A verbatim reproduction of every entry is the expected answer.
---------- Material supplied ----------
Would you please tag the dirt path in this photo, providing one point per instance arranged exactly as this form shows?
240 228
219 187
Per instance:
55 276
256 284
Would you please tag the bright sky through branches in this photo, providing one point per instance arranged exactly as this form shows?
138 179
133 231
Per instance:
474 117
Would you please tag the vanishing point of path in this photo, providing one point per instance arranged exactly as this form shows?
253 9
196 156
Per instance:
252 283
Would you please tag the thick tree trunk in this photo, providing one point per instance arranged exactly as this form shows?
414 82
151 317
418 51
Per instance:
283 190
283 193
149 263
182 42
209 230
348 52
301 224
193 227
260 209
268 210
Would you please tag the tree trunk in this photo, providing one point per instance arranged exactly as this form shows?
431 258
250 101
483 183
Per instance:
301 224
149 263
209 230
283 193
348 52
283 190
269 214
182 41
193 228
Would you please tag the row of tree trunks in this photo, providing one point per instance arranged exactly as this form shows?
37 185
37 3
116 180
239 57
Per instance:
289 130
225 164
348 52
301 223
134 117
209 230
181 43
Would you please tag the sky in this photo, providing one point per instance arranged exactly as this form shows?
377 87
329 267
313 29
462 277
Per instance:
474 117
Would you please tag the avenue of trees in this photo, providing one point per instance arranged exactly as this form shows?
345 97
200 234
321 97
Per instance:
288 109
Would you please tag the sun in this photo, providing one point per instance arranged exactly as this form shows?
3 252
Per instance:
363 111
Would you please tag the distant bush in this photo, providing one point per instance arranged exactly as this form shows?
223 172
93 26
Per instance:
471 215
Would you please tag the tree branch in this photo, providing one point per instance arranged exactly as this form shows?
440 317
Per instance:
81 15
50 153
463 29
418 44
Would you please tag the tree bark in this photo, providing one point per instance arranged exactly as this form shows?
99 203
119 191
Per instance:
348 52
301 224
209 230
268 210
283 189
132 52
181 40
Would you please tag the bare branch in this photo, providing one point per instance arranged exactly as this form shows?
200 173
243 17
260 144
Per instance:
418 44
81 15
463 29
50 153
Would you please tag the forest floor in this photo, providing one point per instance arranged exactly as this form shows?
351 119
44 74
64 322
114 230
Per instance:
----------
*Solution for this task*
Would you please tag the dirt path in this photo, providing one point per instance arranged exactly as this form shows?
240 228
219 187
Per instance:
55 276
256 284
Would you please tag the bright sky through branches in this photo, providing one point per instance arranged exactly as this form shows?
138 179
133 231
Per instance:
474 117
Would you please tag the vanishing point of path in this photo, providing one point per instance arranged exactly as this form shows?
253 9
196 156
Per instance:
252 283
Would you please tag the thick tree trunk in this photo, providing one point per instance arranged exactly as this form shows?
414 82
151 317
418 51
Per instance:
283 190
283 193
149 263
182 42
209 230
348 52
301 224
193 227
260 209
268 210
Would you please tag the tree trunk in this photo, providing one point per instance arranged exactly as this form shows?
431 258
250 101
483 183
Per instance:
301 224
149 263
209 230
283 193
348 52
283 190
269 214
182 41
193 228
Would you please tag the row of tree trunks in this photo, providing one point per instance arranged exactly as this form shows?
37 185
37 3
116 180
239 57
Per instance:
289 130
225 164
348 52
301 223
134 117
209 230
181 43
Would you please tag the sky in this photo, providing one point per instance arranged exactly as this form shows?
377 87
329 267
313 29
462 277
Per instance:
474 117
Would you please tag the avenue of trees in this photo, providing one point per instance arranged exactly as this form shows?
345 97
200 234
321 97
Per instance:
288 109
Would you please tag the sun in this photo, providing one point per instance arranged exactly as this form shows?
3 252
Per instance:
363 111
Would you please tag the distant bush in this photo, providing one point per instance arranged exactly as this form shows?
223 172
93 26
Per instance:
471 215
Would you please tag the tree branch in this photo, providing one point per instance arranged exactly as this form shows?
440 317
Per instance:
81 15
50 153
463 29
418 44
Would you please tag the tree bark in this photo, providing one point per instance arranged exactly as this form shows?
99 203
119 191
Per instance:
348 52
301 224
209 230
268 210
283 189
132 52
181 40
Would you please tag the bare branch in this photo, providing one point per instance arranged exactly as this form shows?
200 173
243 17
260 144
Per instance:
418 44
81 15
463 29
50 153
Would you please tag the forest floor in this photo, providing one point per instance arranged exactly as this form shows?
351 119
44 74
64 322
114 230
Per instance:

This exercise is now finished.